Stored rows:
↓↓↓

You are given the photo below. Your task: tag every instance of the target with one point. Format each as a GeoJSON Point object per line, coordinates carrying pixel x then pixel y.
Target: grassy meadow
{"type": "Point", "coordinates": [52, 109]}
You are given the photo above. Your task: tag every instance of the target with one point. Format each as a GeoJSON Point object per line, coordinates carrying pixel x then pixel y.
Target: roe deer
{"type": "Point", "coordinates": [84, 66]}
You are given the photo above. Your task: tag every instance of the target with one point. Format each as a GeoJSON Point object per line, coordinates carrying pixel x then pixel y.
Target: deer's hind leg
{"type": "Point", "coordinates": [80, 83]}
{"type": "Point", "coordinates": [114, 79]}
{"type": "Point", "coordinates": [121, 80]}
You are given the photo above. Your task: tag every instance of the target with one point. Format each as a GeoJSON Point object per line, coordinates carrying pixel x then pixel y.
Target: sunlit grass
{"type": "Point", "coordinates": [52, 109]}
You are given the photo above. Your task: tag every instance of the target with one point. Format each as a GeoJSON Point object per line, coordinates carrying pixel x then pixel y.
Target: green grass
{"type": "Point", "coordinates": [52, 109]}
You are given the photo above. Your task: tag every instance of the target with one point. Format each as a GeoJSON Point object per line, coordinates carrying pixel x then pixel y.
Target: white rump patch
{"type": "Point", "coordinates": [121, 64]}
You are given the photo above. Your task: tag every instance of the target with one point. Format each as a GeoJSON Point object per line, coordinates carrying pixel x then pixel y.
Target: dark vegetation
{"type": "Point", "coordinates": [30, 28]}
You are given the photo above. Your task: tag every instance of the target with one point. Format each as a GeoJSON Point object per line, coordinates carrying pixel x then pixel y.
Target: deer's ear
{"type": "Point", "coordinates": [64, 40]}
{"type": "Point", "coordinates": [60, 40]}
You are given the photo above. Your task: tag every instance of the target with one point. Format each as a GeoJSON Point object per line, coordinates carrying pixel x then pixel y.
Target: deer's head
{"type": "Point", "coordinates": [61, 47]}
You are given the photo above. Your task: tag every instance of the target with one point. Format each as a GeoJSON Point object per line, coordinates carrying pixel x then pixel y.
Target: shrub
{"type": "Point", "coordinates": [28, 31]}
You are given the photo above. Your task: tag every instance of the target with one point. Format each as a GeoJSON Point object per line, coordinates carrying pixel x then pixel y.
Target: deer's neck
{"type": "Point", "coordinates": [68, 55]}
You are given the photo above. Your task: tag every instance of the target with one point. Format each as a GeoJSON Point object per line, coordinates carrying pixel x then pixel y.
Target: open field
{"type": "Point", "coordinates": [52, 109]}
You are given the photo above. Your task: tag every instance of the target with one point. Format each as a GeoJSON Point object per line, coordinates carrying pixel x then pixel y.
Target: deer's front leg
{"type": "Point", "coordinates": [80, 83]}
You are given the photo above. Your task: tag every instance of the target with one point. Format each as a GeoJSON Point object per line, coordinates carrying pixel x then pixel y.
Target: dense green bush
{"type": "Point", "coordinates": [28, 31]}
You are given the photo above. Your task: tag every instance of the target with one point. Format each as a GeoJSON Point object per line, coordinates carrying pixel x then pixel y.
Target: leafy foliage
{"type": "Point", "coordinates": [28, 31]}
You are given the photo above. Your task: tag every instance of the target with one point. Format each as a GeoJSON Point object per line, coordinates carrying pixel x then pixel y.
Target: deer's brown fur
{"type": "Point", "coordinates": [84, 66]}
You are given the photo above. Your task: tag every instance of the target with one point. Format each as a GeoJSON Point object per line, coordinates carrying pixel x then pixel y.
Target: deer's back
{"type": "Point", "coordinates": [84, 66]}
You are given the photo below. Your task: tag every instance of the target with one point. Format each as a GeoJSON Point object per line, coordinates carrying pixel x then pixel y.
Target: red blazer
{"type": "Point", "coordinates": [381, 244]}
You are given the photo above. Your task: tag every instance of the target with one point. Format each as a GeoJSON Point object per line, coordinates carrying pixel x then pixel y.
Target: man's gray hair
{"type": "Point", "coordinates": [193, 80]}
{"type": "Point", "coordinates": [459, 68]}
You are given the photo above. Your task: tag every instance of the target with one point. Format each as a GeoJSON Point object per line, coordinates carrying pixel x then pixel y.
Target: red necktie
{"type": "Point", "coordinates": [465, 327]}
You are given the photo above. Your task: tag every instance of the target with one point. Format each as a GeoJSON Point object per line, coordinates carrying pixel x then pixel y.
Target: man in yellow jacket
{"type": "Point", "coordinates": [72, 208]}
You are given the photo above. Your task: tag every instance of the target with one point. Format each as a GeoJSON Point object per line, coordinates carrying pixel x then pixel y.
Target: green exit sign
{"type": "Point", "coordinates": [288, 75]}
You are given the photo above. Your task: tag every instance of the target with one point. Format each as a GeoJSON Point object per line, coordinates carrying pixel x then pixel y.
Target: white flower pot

↑↑↑

Your objective:
Output the entries exactly.

Complete answer:
You are given the photo below. Your task: tag every instance of the target with one point. Format each as a GeoJSON Point object per line, coordinates carrying pixel x then pixel y.
Target: grassy meadow
{"type": "Point", "coordinates": [52, 109]}
You are given the photo above. Your task: tag every instance of the target with one point. Format each as a GeoJSON Point object per line, coordinates carrying pixel x then pixel y.
Target: roe deer
{"type": "Point", "coordinates": [84, 66]}
You are given the photo above. Your task: tag every instance of the target with one point. Format each as a GeoJSON Point object per line, coordinates carrying pixel x then pixel y.
Target: deer's hind leg
{"type": "Point", "coordinates": [80, 83]}
{"type": "Point", "coordinates": [114, 79]}
{"type": "Point", "coordinates": [121, 80]}
You are given the photo above. Your task: tag every instance of the target with one point. Format each as a GeoJSON Point object per line, coordinates carrying pixel x then pixel y.
Target: sunlit grass
{"type": "Point", "coordinates": [52, 109]}
You are given the photo above. Your task: tag every instance of the target with one point. Format each as a GeoJSON Point object per line, coordinates carrying pixel x then pixel y.
Target: green grass
{"type": "Point", "coordinates": [52, 109]}
You are given the photo above. Your task: tag every instance of the target with one point. Format each as a GeoJSON Point object per line, coordinates carrying pixel x then pixel y.
Target: white rump patch
{"type": "Point", "coordinates": [121, 64]}
You are given the photo above. Your task: tag every instance of the target with one point. Format each as a GeoJSON Point object per line, coordinates carrying pixel x then pixel y.
Target: dark vegetation
{"type": "Point", "coordinates": [30, 28]}
You are given the photo above. Your task: tag every instance of the target with one point. Format each as a GeoJSON Point object per line, coordinates carrying pixel x then pixel y.
Target: deer's ear
{"type": "Point", "coordinates": [64, 40]}
{"type": "Point", "coordinates": [60, 40]}
You are given the photo above. Your task: tag every instance of the target with one point. Format each as a GeoJSON Point object per line, coordinates carrying pixel x then pixel y.
Target: deer's head
{"type": "Point", "coordinates": [61, 47]}
You are given the photo above. Your task: tag every instance of the target with one point. Format each as a GeoJSON Point object per line, coordinates carrying pixel x then pixel y.
Target: shrub
{"type": "Point", "coordinates": [28, 31]}
You are given the photo above. Your task: tag every instance of the target with one point. Format each as a GeoJSON Point object per line, coordinates carrying pixel x then pixel y.
Target: deer's neck
{"type": "Point", "coordinates": [68, 55]}
You are given the photo above. Your task: tag every instance of the target with one point. Format each as a GeoJSON Point object per line, coordinates carrying pixel x then pixel y.
Target: open field
{"type": "Point", "coordinates": [52, 109]}
You are given the photo above. Your task: tag every instance of the target with one point. Format each as a GeoJSON Point object per line, coordinates carrying pixel x then pixel y.
Target: deer's front leg
{"type": "Point", "coordinates": [80, 83]}
You are given the photo above. Your task: tag every instance of the target with one point. Format each as a GeoJSON Point object per line, coordinates carrying pixel x then pixel y.
Target: dense green bush
{"type": "Point", "coordinates": [28, 31]}
You are given the photo above. Your task: tag every instance of the target with one point. Format each as a GeoJSON Point object per line, coordinates carrying pixel x then pixel y.
Target: leafy foliage
{"type": "Point", "coordinates": [28, 31]}
You are given the photo above. Your task: tag every instance of the target with one point. Format each as a GeoJSON Point object per line, coordinates carrying pixel x then pixel y.
Target: deer's brown fur
{"type": "Point", "coordinates": [84, 66]}
You are given the photo above. Your task: tag every instance of the target with one point. Format each as a GeoJSON Point object per line, coordinates carrying pixel x then pixel y.
Target: deer's back
{"type": "Point", "coordinates": [84, 66]}
You are given the photo below. Your task: tag every instance of the target with one point. Format each as a GeoJSON Point object per line, coordinates carrying pixel x then pixel y.
Target: red blazer
{"type": "Point", "coordinates": [381, 244]}
You are given the photo above. Your task: tag every instance of the target with one point. Format each as a GeoJSON Point object per line, coordinates carrying pixel x then pixel y.
Target: man's gray hair
{"type": "Point", "coordinates": [193, 80]}
{"type": "Point", "coordinates": [459, 68]}
You are given the photo above. Your task: tag every instance of the target with one point. Format each as a GeoJSON Point object per line, coordinates carrying pixel x then pixel y.
Target: red necktie
{"type": "Point", "coordinates": [465, 327]}
You are given the photo above. Your task: tag every instance of the target with one point. Format each as a GeoJSON Point object per line, coordinates carrying pixel x then pixel y.
Target: man in yellow jacket
{"type": "Point", "coordinates": [72, 208]}
You are given the photo above. Your task: tag every instance of the target with one point. Format each as a GeoJSON Point object per line, coordinates carrying pixel x then pixel y.
Target: green exit sign
{"type": "Point", "coordinates": [288, 75]}
You are given the photo above. Your task: tag every instance of the target with one point. Format each as a GeoJSON Point object per line, coordinates carrying pixel x then pixel y.
Target: white flower pot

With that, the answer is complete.